Identify every line of the records below that contains the word "flatbed", and copy each of those lines. Case counts.
_ _ _ _ _
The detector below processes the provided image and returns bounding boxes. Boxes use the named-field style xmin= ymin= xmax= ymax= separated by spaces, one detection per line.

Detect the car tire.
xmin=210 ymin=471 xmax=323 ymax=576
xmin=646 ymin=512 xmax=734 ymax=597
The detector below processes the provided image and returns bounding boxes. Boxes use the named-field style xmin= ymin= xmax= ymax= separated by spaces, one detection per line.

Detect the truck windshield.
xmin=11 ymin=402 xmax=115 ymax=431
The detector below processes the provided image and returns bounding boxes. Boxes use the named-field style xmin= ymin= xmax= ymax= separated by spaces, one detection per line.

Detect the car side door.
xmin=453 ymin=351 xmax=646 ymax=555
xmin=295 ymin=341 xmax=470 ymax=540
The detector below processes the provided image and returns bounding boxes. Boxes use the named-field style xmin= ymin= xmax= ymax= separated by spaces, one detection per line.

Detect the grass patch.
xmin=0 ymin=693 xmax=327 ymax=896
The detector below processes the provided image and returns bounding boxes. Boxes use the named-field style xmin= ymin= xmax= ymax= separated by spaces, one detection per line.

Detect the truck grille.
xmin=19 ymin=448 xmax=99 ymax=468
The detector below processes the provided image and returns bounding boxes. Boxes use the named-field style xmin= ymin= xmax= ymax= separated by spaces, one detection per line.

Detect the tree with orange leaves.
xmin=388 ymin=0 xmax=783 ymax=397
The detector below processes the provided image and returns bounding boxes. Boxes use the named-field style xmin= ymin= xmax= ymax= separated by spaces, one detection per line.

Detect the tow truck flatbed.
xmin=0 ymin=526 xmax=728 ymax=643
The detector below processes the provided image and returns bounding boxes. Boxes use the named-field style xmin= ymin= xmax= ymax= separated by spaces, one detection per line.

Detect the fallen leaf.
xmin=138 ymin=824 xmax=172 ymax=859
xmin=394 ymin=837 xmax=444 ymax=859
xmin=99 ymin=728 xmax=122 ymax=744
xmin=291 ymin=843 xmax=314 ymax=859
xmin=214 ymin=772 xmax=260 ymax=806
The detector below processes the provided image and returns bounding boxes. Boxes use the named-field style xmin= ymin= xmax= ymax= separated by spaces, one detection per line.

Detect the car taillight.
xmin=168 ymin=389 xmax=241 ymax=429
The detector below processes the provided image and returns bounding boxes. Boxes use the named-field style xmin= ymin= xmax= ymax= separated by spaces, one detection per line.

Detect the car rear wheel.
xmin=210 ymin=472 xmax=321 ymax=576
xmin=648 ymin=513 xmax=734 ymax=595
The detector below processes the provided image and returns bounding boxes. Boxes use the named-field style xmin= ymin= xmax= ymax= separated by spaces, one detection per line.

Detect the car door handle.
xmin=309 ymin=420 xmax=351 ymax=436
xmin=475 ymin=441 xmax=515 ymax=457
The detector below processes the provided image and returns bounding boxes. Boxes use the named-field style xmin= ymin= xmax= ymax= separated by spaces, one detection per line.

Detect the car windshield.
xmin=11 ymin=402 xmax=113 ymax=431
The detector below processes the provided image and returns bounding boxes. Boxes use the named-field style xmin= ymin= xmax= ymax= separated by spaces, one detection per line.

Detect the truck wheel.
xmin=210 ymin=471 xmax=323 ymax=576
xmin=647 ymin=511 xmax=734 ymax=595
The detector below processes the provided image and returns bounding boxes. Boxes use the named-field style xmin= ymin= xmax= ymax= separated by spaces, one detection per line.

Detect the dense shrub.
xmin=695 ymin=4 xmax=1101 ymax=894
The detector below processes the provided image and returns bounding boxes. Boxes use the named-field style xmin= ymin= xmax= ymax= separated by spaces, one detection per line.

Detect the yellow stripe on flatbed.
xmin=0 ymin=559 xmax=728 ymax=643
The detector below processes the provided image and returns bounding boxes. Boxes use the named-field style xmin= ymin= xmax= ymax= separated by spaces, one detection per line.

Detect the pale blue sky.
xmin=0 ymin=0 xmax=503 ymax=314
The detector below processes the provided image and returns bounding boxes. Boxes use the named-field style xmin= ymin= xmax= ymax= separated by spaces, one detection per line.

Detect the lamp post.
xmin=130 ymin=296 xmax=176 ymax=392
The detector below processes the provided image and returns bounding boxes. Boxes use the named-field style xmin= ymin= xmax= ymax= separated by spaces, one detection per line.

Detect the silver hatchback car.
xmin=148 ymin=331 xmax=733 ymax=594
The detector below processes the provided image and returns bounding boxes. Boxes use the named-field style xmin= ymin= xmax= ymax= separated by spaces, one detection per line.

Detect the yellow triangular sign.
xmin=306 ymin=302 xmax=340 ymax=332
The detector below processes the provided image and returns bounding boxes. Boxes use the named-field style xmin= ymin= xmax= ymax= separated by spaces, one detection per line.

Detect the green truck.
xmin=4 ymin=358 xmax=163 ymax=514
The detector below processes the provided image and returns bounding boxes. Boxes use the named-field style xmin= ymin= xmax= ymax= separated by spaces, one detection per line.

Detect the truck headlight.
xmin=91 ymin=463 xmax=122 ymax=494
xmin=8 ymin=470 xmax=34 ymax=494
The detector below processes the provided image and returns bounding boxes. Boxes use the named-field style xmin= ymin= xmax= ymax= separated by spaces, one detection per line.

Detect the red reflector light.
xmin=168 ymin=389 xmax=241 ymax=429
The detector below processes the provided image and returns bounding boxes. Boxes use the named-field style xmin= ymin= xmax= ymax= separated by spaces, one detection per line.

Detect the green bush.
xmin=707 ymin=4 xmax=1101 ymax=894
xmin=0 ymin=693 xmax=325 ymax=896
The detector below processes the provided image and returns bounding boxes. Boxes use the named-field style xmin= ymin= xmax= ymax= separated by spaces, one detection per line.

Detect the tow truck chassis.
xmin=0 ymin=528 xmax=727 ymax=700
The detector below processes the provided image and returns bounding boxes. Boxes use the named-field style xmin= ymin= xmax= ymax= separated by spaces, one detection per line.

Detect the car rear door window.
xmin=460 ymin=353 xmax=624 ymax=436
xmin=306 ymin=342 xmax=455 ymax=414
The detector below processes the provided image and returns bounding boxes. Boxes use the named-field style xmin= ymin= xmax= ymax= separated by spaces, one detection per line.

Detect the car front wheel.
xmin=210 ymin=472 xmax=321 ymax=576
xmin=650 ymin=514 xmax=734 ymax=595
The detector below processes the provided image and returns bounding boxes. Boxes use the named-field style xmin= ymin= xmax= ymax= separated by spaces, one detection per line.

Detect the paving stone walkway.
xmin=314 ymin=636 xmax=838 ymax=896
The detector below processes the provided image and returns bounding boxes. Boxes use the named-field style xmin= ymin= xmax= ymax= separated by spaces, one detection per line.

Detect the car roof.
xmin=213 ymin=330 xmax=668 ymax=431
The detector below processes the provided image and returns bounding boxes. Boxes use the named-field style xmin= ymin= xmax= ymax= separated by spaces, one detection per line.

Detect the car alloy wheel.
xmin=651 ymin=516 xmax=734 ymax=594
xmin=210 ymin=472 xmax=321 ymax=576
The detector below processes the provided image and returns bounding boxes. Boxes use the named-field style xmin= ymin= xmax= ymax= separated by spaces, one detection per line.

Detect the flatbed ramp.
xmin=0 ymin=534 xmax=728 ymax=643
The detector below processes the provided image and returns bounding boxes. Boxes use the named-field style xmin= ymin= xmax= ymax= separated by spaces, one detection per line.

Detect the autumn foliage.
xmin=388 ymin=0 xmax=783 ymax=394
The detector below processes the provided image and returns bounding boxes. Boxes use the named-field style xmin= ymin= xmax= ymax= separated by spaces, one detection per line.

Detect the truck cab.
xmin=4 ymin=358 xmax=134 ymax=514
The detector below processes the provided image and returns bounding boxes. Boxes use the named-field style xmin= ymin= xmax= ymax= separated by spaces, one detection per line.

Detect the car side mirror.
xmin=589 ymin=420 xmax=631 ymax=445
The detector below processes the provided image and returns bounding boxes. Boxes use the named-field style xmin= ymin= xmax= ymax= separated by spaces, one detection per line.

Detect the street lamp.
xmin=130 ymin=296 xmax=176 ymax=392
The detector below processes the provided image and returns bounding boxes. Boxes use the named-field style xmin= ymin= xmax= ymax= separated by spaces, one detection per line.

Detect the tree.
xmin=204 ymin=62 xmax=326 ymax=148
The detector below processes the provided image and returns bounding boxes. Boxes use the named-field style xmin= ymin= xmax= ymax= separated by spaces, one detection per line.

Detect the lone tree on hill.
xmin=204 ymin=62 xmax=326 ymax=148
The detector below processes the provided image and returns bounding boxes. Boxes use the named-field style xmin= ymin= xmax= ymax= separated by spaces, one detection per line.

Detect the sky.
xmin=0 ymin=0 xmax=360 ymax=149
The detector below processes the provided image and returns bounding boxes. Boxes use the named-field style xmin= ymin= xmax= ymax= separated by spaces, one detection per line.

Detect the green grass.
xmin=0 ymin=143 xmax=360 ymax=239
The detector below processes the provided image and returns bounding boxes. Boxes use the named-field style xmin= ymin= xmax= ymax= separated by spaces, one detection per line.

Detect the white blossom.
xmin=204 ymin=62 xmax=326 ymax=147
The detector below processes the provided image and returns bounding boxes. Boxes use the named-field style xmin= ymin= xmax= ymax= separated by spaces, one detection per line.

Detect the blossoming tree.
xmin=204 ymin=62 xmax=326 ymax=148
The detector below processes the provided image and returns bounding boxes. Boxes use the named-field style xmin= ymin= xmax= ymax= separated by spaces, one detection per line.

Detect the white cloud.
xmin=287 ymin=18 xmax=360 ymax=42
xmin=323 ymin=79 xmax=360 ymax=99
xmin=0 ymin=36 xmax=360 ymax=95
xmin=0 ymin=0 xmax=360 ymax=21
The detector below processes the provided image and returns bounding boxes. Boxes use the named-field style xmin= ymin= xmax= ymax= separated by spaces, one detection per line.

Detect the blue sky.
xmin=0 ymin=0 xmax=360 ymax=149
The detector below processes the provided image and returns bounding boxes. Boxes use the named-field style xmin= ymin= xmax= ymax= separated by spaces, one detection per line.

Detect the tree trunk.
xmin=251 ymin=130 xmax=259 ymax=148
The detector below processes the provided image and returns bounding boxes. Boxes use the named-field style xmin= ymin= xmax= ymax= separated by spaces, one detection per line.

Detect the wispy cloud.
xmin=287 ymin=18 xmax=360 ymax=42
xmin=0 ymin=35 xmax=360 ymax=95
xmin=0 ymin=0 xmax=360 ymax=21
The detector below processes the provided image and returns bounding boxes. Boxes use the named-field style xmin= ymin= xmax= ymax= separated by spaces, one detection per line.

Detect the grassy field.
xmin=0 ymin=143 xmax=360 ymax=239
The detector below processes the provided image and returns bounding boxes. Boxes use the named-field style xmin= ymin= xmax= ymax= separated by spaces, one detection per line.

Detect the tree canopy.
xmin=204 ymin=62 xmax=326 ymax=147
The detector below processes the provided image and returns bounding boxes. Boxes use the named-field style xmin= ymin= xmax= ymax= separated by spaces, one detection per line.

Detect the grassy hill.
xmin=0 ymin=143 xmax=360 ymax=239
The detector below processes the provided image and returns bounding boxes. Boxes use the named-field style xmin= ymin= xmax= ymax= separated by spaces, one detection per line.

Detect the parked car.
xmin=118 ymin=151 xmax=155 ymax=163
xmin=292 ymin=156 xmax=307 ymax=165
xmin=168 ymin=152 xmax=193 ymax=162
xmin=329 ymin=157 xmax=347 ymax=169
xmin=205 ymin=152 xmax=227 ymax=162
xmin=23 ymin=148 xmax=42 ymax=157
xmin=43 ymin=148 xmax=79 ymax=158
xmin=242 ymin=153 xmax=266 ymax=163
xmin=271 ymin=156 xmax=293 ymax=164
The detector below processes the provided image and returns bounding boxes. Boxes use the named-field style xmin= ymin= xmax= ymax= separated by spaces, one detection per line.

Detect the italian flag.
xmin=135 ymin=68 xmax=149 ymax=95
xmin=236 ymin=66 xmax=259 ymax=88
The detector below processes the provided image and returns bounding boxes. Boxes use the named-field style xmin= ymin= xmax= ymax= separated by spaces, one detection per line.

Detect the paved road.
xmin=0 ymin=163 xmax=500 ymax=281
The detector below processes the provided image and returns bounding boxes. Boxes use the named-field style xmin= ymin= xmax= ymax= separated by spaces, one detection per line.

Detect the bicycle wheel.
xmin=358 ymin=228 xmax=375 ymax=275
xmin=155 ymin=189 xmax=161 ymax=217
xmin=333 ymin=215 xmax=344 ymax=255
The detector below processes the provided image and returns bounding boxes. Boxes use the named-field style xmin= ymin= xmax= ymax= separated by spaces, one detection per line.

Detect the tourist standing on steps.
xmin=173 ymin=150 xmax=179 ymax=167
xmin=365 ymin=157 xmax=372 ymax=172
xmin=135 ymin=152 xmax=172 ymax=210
_ _ _ _ _
ANSWER TO THE EXERCISE:
Detect the tow truck flatbed.
Detect the yellow stripe on flatbed.
Detect the flatbed ramp.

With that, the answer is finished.